• _Work to be completed_
The data should be written out in full, exactly as it stands, and the pictures dropped.

● ● ●

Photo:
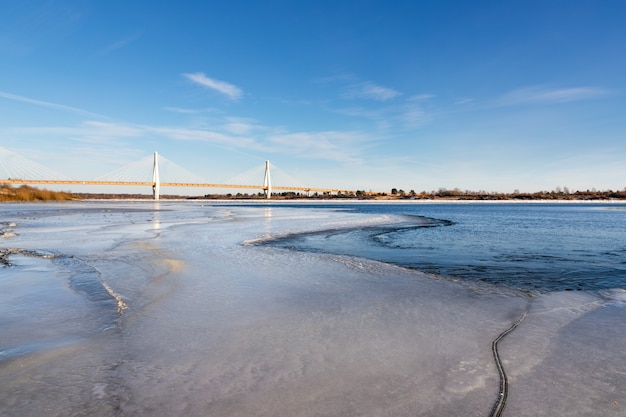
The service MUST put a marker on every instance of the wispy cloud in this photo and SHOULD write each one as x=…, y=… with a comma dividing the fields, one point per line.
x=537, y=94
x=51, y=105
x=121, y=43
x=370, y=91
x=231, y=91
x=189, y=111
x=333, y=145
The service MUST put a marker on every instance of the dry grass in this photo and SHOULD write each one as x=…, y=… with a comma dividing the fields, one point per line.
x=27, y=193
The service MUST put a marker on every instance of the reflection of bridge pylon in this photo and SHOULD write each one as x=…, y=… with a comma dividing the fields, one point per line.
x=156, y=183
x=267, y=183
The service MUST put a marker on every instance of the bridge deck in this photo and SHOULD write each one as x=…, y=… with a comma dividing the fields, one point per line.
x=168, y=184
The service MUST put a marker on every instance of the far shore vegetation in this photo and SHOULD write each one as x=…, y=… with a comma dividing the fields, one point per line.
x=28, y=193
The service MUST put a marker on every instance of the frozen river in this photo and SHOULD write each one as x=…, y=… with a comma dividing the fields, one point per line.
x=198, y=309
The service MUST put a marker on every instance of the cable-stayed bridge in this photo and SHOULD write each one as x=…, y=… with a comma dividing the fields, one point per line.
x=154, y=171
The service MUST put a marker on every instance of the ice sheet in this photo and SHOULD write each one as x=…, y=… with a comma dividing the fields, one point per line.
x=216, y=327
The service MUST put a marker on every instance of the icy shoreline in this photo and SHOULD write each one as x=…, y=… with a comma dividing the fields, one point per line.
x=214, y=327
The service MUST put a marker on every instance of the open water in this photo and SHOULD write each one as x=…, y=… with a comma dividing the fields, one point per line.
x=199, y=308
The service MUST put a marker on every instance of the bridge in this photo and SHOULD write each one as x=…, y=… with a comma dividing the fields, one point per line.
x=21, y=171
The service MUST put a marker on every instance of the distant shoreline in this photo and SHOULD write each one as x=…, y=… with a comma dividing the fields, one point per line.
x=31, y=194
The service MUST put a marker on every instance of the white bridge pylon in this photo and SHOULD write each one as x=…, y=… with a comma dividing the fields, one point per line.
x=156, y=182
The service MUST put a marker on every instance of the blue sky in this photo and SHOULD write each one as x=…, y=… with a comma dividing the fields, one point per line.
x=422, y=95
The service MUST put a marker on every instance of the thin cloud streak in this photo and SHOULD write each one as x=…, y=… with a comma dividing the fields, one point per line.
x=121, y=43
x=51, y=105
x=369, y=91
x=231, y=91
x=540, y=95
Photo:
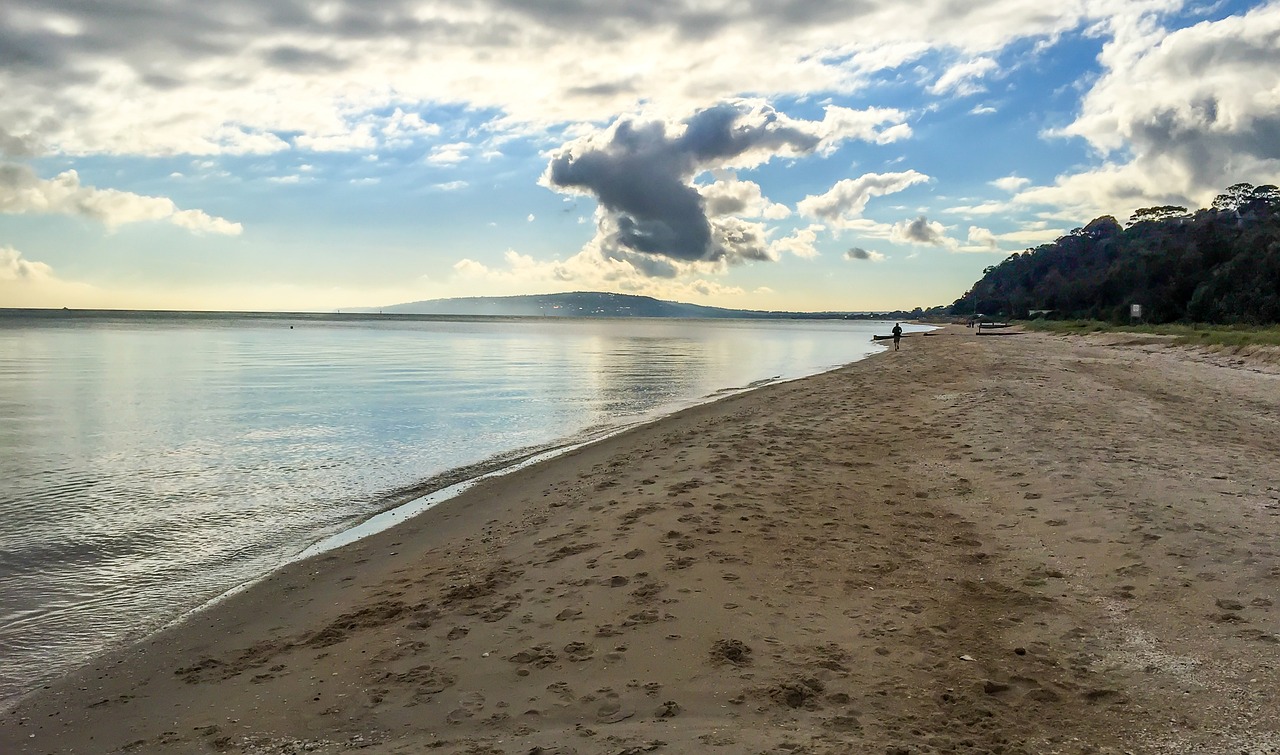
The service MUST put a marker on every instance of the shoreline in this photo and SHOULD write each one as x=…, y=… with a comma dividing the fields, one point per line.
x=942, y=548
x=407, y=497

● ● ●

• _Solution below_
Photo:
The service MUST put a marker on every instance of the wispy cloud in this photo and SHOULD write each one as x=…, y=… with a comma dividing the fields, one point per line.
x=537, y=94
x=51, y=105
x=121, y=43
x=370, y=91
x=231, y=91
x=189, y=111
x=333, y=145
The service MUST put a marker on every instance of the dry grass in this photo and SHOULD write each one as x=…, y=… with a comma dividing the fields, one point per line.
x=27, y=193
The service MUST put a marker on every instance of the reflection of bridge pylon in this photo and SHOULD write each one as x=…, y=… with a comma dividing the fields, one point per line.
x=156, y=183
x=267, y=183
The service MUST put a marker on every instance of the bridge deck in this photo and SHOULD write each one as x=…, y=… with a comma dividing the fields, one point per line.
x=168, y=184
The service MUST put a marker on every instance of the far shore vegetation in this photo and SHOULD write each one as x=…, y=… with a comma dividing the fields, one point per line.
x=28, y=193
The service MUST put a marker on every instance of the frozen river in this photo and SHOULD write each one as x=…, y=… with a comma dividing the fields, one point per line.
x=198, y=309
The service MUST put a marker on every instance of the cable-stayed bridge in this photo and SHOULD write each one as x=…, y=… with a comma dividing the fields, one point per line.
x=154, y=171
The service MUST put a marker on every instance of the ice sheet in this photo and SHOULD write each one as x=…, y=… with a comma dividing the fields, one point per line.
x=216, y=327
The service MUST put a marker on every instance of the icy shoreline in this photo and SHOULD write each one as x=…, y=… with a comma dividing the fields, one point per line.
x=214, y=327
The service MUST put a marker on every instance of the open water in this photo and SHOULD write each one as x=…, y=… with a comma dividing the fields, one point per line.
x=199, y=308
The service MUST put a marker on every instance of the bridge in this photo and SHOULD write each one as x=…, y=… with a comma dividing the fields, one point per line.
x=21, y=171
The service MUST put a marker on every instance of the distant shoreline in this photo and SHOULD write each one as x=…, y=… with a comma dividing the fields, one point per line.
x=31, y=194
The service MUST put a marker on every instance of the white bridge pylon in this photo and SHOULD write each one as x=…, y=… with a comma dividing the fields, one point per line.
x=156, y=182
The service MUST put a marker on every instance of the blue sky in this photo and SHOULD write each one as x=…, y=… with a comma dividing the fields, one point per line.
x=422, y=95
The service MUST put a marker on every instance of the thin cloud streak in this photo and SHOULD write each one as x=…, y=… with a comma dividing the fields, one point per line.
x=121, y=43
x=51, y=105
x=369, y=91
x=231, y=91
x=540, y=95
Photo:
The service MUST put a marker on every instance of the shoreline in this photo and SHOULD write each one as x=…, y=… with a comma dividing the fields, one point per line.
x=942, y=548
x=407, y=497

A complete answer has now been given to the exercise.